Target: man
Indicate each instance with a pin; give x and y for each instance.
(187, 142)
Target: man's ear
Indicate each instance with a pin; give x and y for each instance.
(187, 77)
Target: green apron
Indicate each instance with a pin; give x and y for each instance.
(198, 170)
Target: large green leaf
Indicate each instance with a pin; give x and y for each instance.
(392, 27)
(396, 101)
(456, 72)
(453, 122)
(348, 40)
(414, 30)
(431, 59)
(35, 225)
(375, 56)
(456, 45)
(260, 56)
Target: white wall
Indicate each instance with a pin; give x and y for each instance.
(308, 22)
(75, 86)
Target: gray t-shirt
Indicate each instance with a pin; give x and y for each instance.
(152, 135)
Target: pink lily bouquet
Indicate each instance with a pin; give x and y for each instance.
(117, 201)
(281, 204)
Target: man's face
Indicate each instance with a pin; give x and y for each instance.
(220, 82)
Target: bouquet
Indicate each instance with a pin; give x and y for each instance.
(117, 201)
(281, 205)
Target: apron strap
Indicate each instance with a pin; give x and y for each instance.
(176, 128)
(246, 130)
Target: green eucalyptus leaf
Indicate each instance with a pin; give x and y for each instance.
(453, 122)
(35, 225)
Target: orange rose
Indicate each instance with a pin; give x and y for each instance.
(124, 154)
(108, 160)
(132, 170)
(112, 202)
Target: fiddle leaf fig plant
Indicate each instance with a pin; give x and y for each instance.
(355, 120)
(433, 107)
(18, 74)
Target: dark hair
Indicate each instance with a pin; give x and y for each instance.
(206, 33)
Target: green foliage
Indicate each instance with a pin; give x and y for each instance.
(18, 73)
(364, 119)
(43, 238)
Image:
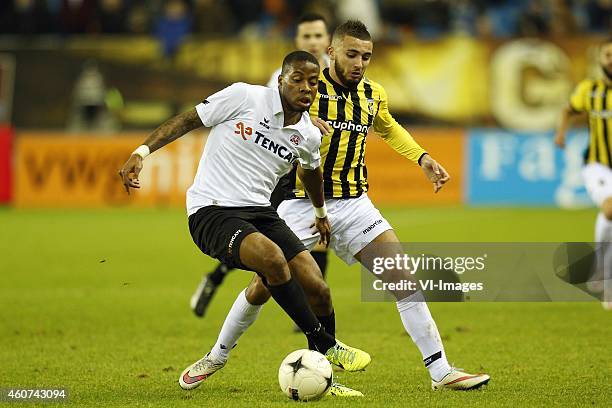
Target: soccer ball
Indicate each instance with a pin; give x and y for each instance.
(305, 375)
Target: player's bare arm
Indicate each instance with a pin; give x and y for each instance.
(322, 125)
(169, 131)
(434, 172)
(567, 116)
(313, 184)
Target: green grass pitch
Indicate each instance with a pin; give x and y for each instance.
(97, 301)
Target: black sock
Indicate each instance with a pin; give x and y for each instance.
(321, 260)
(290, 296)
(219, 274)
(329, 325)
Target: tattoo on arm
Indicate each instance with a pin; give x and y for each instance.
(173, 128)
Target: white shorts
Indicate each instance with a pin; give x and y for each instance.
(355, 222)
(598, 181)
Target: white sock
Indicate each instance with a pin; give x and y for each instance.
(240, 317)
(422, 329)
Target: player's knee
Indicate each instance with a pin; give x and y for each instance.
(257, 293)
(275, 265)
(606, 209)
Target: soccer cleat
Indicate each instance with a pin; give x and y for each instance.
(339, 390)
(196, 373)
(348, 358)
(202, 296)
(459, 380)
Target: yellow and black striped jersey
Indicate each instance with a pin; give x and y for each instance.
(351, 113)
(595, 98)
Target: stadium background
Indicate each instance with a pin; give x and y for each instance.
(479, 84)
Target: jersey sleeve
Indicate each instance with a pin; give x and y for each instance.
(580, 95)
(311, 159)
(273, 81)
(394, 134)
(224, 105)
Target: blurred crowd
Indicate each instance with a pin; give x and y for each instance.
(387, 19)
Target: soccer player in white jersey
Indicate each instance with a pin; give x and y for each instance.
(257, 136)
(312, 35)
(359, 232)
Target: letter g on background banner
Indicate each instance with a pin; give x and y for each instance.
(511, 168)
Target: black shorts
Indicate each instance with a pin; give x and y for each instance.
(219, 231)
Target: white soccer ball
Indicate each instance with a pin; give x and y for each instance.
(305, 375)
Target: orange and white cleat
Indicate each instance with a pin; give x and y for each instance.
(461, 381)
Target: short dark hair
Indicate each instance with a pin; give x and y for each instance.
(297, 56)
(310, 17)
(352, 28)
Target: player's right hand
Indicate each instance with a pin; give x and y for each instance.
(560, 140)
(323, 226)
(129, 172)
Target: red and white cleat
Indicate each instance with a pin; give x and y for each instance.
(195, 374)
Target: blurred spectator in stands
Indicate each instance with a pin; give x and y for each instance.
(499, 19)
(77, 16)
(26, 17)
(111, 16)
(463, 16)
(245, 12)
(600, 16)
(562, 21)
(89, 110)
(276, 18)
(138, 20)
(213, 17)
(534, 20)
(431, 18)
(173, 26)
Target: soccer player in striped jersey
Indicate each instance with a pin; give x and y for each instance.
(594, 97)
(312, 35)
(351, 104)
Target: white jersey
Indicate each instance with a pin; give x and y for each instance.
(248, 148)
(273, 81)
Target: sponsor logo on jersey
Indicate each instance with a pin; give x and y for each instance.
(276, 148)
(371, 106)
(331, 97)
(265, 123)
(232, 239)
(348, 125)
(371, 227)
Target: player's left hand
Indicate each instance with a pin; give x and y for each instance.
(322, 125)
(129, 172)
(434, 172)
(322, 225)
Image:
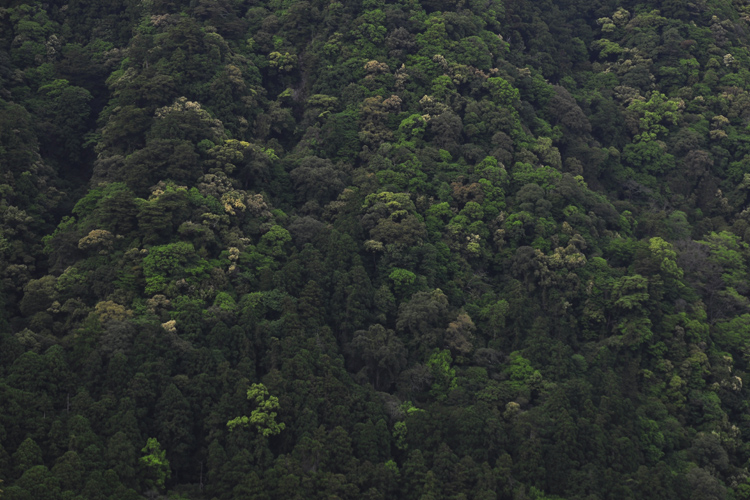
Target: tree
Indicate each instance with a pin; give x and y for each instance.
(264, 416)
(156, 464)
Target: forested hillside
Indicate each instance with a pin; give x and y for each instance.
(375, 249)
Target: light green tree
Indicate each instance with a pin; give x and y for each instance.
(264, 416)
(155, 460)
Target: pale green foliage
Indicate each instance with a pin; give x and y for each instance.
(444, 376)
(264, 416)
(155, 459)
(666, 256)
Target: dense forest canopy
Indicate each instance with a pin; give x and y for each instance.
(375, 249)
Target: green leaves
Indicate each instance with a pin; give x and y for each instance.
(156, 463)
(263, 418)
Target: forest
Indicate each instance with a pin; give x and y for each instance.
(375, 249)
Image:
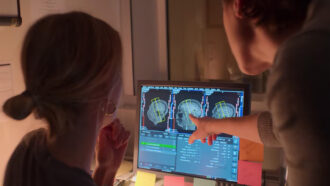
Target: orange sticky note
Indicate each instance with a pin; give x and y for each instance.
(173, 181)
(145, 179)
(249, 173)
(251, 151)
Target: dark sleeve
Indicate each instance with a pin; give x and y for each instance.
(298, 97)
(265, 128)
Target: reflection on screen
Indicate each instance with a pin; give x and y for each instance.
(165, 128)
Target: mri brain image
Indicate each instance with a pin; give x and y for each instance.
(186, 107)
(223, 110)
(157, 111)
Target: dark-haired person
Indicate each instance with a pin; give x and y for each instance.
(292, 37)
(71, 65)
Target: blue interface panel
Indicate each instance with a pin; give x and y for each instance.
(165, 128)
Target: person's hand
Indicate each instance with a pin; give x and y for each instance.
(201, 132)
(110, 149)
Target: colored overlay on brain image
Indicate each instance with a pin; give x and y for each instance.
(157, 111)
(186, 107)
(223, 110)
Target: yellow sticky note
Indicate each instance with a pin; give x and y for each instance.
(145, 179)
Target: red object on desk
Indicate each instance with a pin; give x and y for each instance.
(249, 173)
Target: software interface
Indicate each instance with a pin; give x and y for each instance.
(165, 128)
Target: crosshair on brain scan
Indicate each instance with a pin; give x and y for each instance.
(168, 108)
(165, 128)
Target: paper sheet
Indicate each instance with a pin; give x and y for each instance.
(249, 173)
(6, 86)
(145, 179)
(173, 181)
(203, 182)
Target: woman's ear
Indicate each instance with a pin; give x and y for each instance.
(238, 6)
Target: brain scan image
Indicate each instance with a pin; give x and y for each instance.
====
Work task >>
When a line in the records holds the string "dark", copy that line.

Result for this exercise >>
Target: dark hair
Target: short dark hair
Target: dark sleeve
Target: dark-haired person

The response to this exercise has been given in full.